* PROBLEM *
Restate word for word the lines of the material below, from the line with "Target: wrecked car" to the line with "Mark one point per instance of the crumpled", both lines included, and no others.

* RECORDS FOR THE EXERCISE *
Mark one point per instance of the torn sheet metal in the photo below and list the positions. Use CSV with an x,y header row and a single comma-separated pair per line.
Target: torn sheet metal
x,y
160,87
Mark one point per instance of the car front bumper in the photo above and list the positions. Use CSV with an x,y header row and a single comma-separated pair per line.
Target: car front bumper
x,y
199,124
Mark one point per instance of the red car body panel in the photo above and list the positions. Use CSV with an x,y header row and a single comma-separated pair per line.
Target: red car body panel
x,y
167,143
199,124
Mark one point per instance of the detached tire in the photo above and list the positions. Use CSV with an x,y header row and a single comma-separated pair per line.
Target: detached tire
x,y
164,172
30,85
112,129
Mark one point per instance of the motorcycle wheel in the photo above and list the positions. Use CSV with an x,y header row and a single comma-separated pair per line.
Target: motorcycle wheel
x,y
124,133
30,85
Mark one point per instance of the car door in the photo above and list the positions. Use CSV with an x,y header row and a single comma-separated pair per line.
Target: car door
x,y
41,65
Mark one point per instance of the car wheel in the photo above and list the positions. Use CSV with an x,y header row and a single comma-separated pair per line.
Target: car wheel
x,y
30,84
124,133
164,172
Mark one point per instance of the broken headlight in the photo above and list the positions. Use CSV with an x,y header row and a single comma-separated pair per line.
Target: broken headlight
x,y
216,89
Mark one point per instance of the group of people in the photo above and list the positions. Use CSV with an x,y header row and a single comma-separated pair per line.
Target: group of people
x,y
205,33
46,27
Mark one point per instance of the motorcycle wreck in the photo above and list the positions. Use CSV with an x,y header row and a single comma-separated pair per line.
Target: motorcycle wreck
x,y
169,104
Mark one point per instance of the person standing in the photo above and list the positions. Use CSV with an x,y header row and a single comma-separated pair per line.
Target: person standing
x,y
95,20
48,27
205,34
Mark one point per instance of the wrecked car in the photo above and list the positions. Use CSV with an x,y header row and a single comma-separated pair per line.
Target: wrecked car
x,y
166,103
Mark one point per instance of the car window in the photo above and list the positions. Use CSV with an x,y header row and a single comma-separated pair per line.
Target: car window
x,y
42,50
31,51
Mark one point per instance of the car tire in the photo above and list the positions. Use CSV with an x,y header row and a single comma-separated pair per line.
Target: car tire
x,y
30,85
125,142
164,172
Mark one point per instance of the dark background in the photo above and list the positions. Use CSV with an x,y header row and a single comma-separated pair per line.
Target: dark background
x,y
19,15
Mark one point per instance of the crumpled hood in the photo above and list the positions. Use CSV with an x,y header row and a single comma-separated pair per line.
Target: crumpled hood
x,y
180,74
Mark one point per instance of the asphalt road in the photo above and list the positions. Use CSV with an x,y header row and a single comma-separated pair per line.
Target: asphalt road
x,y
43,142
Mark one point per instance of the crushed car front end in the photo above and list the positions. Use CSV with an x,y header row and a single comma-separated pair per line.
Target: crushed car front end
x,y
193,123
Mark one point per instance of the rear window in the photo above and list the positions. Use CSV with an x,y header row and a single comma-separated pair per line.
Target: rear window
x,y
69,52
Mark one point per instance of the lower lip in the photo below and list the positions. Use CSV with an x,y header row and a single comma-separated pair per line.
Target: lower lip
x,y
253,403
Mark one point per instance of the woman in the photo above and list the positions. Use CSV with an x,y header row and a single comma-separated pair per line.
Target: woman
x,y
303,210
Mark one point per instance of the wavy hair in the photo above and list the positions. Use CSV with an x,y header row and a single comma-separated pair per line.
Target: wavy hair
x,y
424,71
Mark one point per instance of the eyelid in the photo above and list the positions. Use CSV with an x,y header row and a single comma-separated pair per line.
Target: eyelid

* WRITTEN SOLUTION *
Target: wrecked car
x,y
166,103
Mark one point per instance of the car window in the photo above and list the positions. Use CSV with an x,y header row and a single comma-separated pair per line.
Target: car window
x,y
42,50
31,51
Mark one point per instance of the car tire in the photo above and list the positions. Use CSV with an x,y header row and a single comma-separated pair per line.
Target: car tire
x,y
30,85
125,142
164,172
Mark one point per instance of the dark background in the photo above and list the positions. Use CSV with an x,y header row and a single comma-separated pair per line.
Target: dark background
x,y
19,15
Mark one point per instance of the crumpled hood in the photo above and list the positions. Use CSV with an x,y header row and a single comma-separated pair per line.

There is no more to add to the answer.